### YOUR TASK:
Please restate the records below verbatim, omitting every image they hold.

Segmentation mask data:
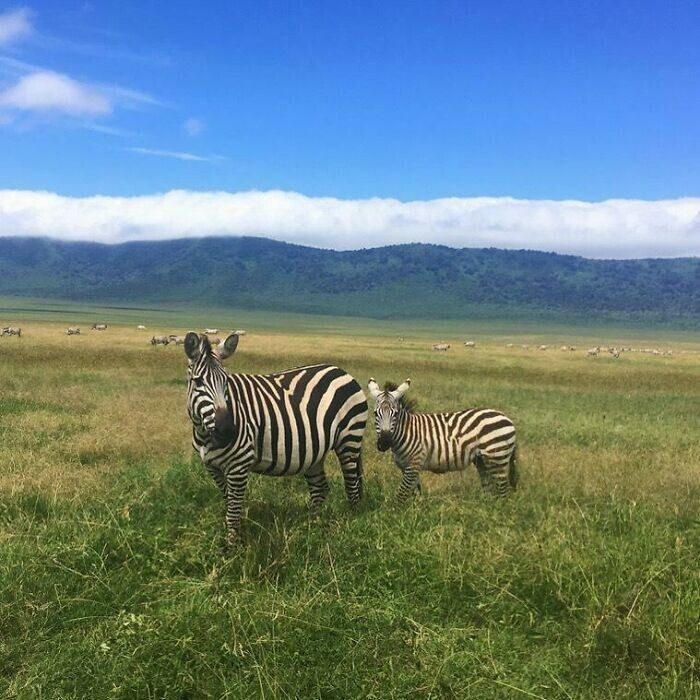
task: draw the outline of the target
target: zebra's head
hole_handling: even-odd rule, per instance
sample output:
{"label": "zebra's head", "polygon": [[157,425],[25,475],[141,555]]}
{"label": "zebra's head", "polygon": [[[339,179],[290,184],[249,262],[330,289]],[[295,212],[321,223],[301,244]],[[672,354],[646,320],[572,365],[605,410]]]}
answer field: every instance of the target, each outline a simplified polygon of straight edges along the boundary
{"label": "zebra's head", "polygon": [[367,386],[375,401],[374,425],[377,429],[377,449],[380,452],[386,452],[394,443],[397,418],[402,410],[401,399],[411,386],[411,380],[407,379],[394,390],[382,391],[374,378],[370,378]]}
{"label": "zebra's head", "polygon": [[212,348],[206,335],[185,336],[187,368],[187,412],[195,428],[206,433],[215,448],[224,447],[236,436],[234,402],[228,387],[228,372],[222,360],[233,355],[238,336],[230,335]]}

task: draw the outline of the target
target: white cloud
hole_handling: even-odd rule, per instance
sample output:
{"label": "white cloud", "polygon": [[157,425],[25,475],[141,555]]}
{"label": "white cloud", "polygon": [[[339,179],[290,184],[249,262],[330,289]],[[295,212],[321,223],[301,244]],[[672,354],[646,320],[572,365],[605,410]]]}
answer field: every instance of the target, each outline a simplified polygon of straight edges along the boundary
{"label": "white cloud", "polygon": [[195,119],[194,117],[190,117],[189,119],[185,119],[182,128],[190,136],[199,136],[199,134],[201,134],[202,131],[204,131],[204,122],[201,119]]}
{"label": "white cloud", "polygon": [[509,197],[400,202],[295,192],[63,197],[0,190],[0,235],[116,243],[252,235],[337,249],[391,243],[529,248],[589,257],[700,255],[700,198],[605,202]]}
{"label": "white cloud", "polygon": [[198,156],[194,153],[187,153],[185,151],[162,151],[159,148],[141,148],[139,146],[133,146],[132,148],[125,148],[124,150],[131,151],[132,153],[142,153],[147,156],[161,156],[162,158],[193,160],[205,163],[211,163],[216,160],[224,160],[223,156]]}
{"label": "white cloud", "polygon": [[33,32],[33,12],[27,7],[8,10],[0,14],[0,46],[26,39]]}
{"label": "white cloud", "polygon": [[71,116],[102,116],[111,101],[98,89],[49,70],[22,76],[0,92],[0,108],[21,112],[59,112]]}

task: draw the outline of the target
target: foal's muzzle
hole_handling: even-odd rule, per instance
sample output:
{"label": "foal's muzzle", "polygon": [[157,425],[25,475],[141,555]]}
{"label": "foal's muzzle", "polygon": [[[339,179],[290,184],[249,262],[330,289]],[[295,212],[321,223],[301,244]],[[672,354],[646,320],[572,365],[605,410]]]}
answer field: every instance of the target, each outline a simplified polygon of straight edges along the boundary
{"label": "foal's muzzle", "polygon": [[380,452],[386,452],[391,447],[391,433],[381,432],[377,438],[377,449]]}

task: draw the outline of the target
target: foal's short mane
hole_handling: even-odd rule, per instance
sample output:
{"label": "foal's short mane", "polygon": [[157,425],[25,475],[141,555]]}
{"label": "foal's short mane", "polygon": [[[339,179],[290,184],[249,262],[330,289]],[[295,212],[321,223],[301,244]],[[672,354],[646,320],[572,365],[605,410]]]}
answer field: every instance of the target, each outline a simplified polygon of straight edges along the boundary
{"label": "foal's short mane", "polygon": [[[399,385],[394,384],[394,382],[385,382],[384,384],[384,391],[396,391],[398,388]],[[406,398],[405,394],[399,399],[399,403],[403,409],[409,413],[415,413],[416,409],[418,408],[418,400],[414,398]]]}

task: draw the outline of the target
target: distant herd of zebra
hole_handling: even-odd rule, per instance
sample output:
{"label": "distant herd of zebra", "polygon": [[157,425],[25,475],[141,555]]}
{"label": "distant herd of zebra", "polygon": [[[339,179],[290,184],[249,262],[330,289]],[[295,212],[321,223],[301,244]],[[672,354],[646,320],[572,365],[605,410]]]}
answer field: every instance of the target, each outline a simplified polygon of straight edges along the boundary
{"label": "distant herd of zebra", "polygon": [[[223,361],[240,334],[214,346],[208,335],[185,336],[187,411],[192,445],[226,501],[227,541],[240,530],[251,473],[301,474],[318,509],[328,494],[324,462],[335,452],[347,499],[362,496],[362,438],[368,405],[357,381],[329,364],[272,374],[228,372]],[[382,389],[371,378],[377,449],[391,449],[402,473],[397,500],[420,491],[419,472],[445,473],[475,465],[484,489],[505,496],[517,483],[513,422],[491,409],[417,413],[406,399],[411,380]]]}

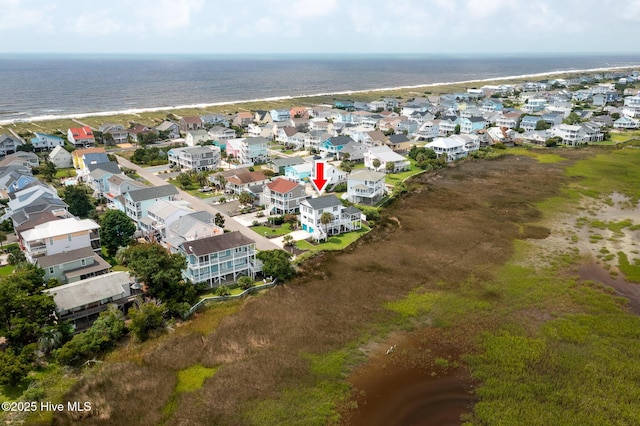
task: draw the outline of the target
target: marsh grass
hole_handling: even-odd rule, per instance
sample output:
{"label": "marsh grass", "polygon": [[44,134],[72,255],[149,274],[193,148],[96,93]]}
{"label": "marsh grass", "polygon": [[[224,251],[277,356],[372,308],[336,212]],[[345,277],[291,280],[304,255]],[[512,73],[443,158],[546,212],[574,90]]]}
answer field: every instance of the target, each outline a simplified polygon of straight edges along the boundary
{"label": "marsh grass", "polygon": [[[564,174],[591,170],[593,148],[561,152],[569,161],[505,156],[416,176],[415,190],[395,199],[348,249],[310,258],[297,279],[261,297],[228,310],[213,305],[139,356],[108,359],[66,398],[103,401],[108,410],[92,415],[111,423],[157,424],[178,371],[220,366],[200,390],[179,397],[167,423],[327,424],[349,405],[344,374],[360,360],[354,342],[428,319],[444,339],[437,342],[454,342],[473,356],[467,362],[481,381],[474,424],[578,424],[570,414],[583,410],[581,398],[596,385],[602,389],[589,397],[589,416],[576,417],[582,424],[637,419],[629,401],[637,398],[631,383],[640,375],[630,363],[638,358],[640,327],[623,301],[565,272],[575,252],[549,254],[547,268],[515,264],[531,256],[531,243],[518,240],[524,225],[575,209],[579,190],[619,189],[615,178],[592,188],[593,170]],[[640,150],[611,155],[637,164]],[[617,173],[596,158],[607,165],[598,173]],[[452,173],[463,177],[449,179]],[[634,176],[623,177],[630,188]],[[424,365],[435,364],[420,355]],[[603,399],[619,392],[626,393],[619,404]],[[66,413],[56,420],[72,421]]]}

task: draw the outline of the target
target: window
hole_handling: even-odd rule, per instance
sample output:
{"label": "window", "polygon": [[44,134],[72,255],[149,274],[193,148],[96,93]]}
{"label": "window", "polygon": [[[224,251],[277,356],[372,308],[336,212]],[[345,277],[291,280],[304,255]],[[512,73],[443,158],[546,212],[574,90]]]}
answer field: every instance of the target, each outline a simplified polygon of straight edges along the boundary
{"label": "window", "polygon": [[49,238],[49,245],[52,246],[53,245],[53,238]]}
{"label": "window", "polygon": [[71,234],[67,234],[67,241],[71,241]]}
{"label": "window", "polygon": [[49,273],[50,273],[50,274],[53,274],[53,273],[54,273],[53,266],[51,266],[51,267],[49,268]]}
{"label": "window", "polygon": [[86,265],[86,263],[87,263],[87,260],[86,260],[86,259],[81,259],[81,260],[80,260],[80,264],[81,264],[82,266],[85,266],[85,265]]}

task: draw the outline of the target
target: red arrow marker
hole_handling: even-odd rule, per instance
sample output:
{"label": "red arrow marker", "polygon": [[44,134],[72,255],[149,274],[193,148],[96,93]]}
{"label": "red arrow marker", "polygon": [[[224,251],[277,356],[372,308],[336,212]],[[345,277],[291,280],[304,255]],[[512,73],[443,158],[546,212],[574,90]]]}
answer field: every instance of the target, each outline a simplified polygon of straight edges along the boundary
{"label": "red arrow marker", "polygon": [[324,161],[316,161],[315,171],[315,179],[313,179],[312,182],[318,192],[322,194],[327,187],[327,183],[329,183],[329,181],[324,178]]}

### WRITTEN RESPONSE:
task: draw the outline of the target
target: zebra's head
hole_handling: even-odd rule, per instance
sample output:
{"label": "zebra's head", "polygon": [[157,425],[25,475],[141,555]]}
{"label": "zebra's head", "polygon": [[[339,179],[290,184],[249,262],[330,289]],[[295,212],[321,223],[301,244]],[[672,354],[646,320],[572,365],[605,410]]]}
answer field: every instance of the target, each outline a simplified polygon of straight edges along the boundary
{"label": "zebra's head", "polygon": [[367,386],[375,401],[374,425],[377,429],[377,449],[380,452],[386,452],[394,443],[397,418],[402,410],[401,399],[411,386],[411,380],[407,379],[394,390],[382,391],[374,378],[370,378]]}
{"label": "zebra's head", "polygon": [[212,348],[206,335],[185,336],[187,368],[187,412],[195,428],[206,433],[215,448],[224,447],[236,436],[234,402],[228,387],[228,372],[222,360],[233,355],[238,336],[230,335]]}

task: draw the outline of the target
target: white cloud
hole_handling: even-odd rule, per instance
sample output:
{"label": "white cloud", "polygon": [[157,425],[25,475],[141,555]]}
{"label": "white cloud", "polygon": [[[339,179],[290,184],[249,262],[330,289]],[[295,212],[321,223],[301,244]],[[672,354],[646,320],[572,365],[605,410]]]}
answer field: every instance of the target, each outline a simplified polygon of straight edges along the boundary
{"label": "white cloud", "polygon": [[195,119],[194,117],[190,117],[189,119],[185,119],[182,128],[190,136],[199,136],[199,134],[201,134],[202,131],[204,131],[204,122],[201,119]]}
{"label": "white cloud", "polygon": [[509,197],[400,202],[295,192],[63,197],[0,190],[0,235],[116,243],[252,235],[337,249],[391,243],[529,248],[589,257],[700,255],[700,198],[605,202]]}
{"label": "white cloud", "polygon": [[198,156],[194,153],[187,153],[185,151],[162,151],[159,148],[141,148],[139,146],[133,146],[132,148],[125,148],[124,150],[131,151],[132,153],[142,153],[147,156],[161,156],[162,158],[193,160],[205,163],[211,163],[216,160],[224,160],[223,156]]}
{"label": "white cloud", "polygon": [[33,32],[33,12],[27,7],[8,10],[0,14],[0,46],[26,39]]}
{"label": "white cloud", "polygon": [[71,116],[102,116],[111,101],[98,89],[49,70],[22,76],[0,92],[0,108],[21,112],[59,112]]}

task: draw the outline of the target
target: foal's muzzle
hole_handling: even-odd rule, per instance
sample output:
{"label": "foal's muzzle", "polygon": [[157,425],[25,475],[141,555]]}
{"label": "foal's muzzle", "polygon": [[[339,179],[290,184],[249,262],[330,289]],[[295,212],[321,223],[301,244]],[[672,354],[646,320],[572,365],[605,410]]]}
answer field: every instance of the target, each outline a simplified polygon of straight edges along the boundary
{"label": "foal's muzzle", "polygon": [[380,452],[386,452],[391,447],[391,433],[381,432],[377,438],[377,449]]}

task: draw the outline of the target
target: foal's short mane
hole_handling: even-odd rule, per instance
sample output:
{"label": "foal's short mane", "polygon": [[157,425],[25,475],[141,555]]}
{"label": "foal's short mane", "polygon": [[[339,179],[290,184],[249,262],[330,289]],[[295,212],[321,223],[301,244]],[[672,354],[646,320],[572,365],[605,410]]]}
answer field: every instance of the target, each outline a simplified polygon of straight edges along the boundary
{"label": "foal's short mane", "polygon": [[[399,385],[394,384],[394,382],[385,382],[384,384],[384,391],[396,391],[398,388]],[[406,398],[405,394],[399,399],[399,403],[403,409],[409,413],[415,413],[416,409],[418,408],[418,400],[414,398]]]}

task: draw the outline of the target
target: distant herd of zebra
hole_handling: even-odd rule, per instance
sample output:
{"label": "distant herd of zebra", "polygon": [[157,425],[25,475],[141,555]]}
{"label": "distant herd of zebra", "polygon": [[[339,179],[290,184],[249,262],[330,289]],[[295,212],[321,223],[301,244]],[[672,354],[646,320],[572,365],[605,410]]]}
answer field: every instance of the target, each outline a simplified polygon of straight edges along the boundary
{"label": "distant herd of zebra", "polygon": [[[223,361],[240,334],[214,346],[208,335],[185,336],[187,411],[192,445],[226,501],[227,541],[240,530],[251,473],[301,474],[318,509],[328,494],[324,462],[335,452],[347,499],[362,496],[362,438],[368,405],[357,381],[329,364],[272,374],[228,372]],[[382,389],[371,378],[377,449],[391,449],[402,473],[397,500],[420,491],[419,472],[445,473],[475,465],[484,489],[505,496],[517,483],[513,422],[491,409],[417,413],[406,399],[411,380]]]}

task: draw the outline of the target
target: marsh grass
hole_handling: even-odd rule, per instance
sample output:
{"label": "marsh grass", "polygon": [[44,134],[72,255],[149,274],[193,148],[96,93]]}
{"label": "marsh grass", "polygon": [[[224,251],[277,356],[372,308],[336,212]],[[345,277],[291,280],[304,255]],[[512,73],[443,158],[546,212],[574,90]]]}
answer field: every instance of the target, each outline a simplified polygon of straight edges along the boundary
{"label": "marsh grass", "polygon": [[[564,174],[591,170],[593,148],[561,152],[569,161],[505,156],[416,176],[415,190],[395,199],[348,249],[310,258],[297,279],[261,297],[228,310],[213,305],[139,356],[108,359],[66,398],[103,401],[108,410],[92,415],[111,423],[157,424],[178,371],[220,366],[200,390],[179,397],[167,423],[327,424],[349,405],[344,374],[360,360],[354,342],[428,319],[444,339],[437,342],[454,342],[473,356],[467,362],[481,381],[474,424],[578,424],[570,414],[583,410],[581,398],[596,385],[602,389],[589,397],[589,416],[576,417],[582,424],[637,419],[629,401],[637,398],[631,383],[640,375],[630,363],[638,358],[640,327],[623,301],[565,272],[575,252],[549,254],[547,268],[515,264],[531,256],[531,243],[518,240],[524,225],[575,209],[579,190],[619,189],[615,178],[592,188],[593,170]],[[640,150],[611,155],[637,164]],[[617,173],[596,158],[607,165],[598,173]],[[452,173],[463,177],[449,179]],[[634,176],[623,177],[630,188]],[[424,365],[435,364],[420,355]],[[603,399],[619,392],[626,393],[619,404]],[[66,413],[56,420],[72,421]]]}

task: draw the outline of the target
target: window
hole_handling: even-odd rule, per instance
sample output:
{"label": "window", "polygon": [[44,134],[72,255],[149,274],[193,148],[96,93]]}
{"label": "window", "polygon": [[[224,251],[277,356],[372,308],[336,212]],[[345,277],[291,280],[304,255]],[[512,73],[443,158],[546,212],[574,90]]]}
answer field: every instance of the target, each outline a simplified polygon of straight edges along the boundary
{"label": "window", "polygon": [[49,238],[49,245],[52,246],[53,245],[53,238]]}
{"label": "window", "polygon": [[71,234],[67,234],[67,241],[71,241]]}
{"label": "window", "polygon": [[49,273],[50,273],[50,274],[53,274],[53,273],[54,273],[53,266],[51,266],[51,267],[49,268]]}
{"label": "window", "polygon": [[86,265],[86,263],[87,263],[87,260],[86,260],[86,259],[81,259],[81,260],[80,260],[80,264],[81,264],[82,266],[85,266],[85,265]]}

task: draw the outline of the target
target: red arrow marker
hole_handling: even-odd rule, per instance
sample output:
{"label": "red arrow marker", "polygon": [[44,134],[72,255],[149,274],[193,148],[96,93]]}
{"label": "red arrow marker", "polygon": [[[224,251],[277,356],[372,308],[336,212]],[[345,277],[291,280],[304,255]],[[512,73],[443,158],[546,212],[574,90]]]}
answer field: every instance of the target, each outline a simplified polygon of straight edges along the boundary
{"label": "red arrow marker", "polygon": [[324,161],[316,161],[315,171],[315,179],[313,179],[312,182],[318,192],[322,194],[327,187],[327,183],[329,183],[329,181],[324,178]]}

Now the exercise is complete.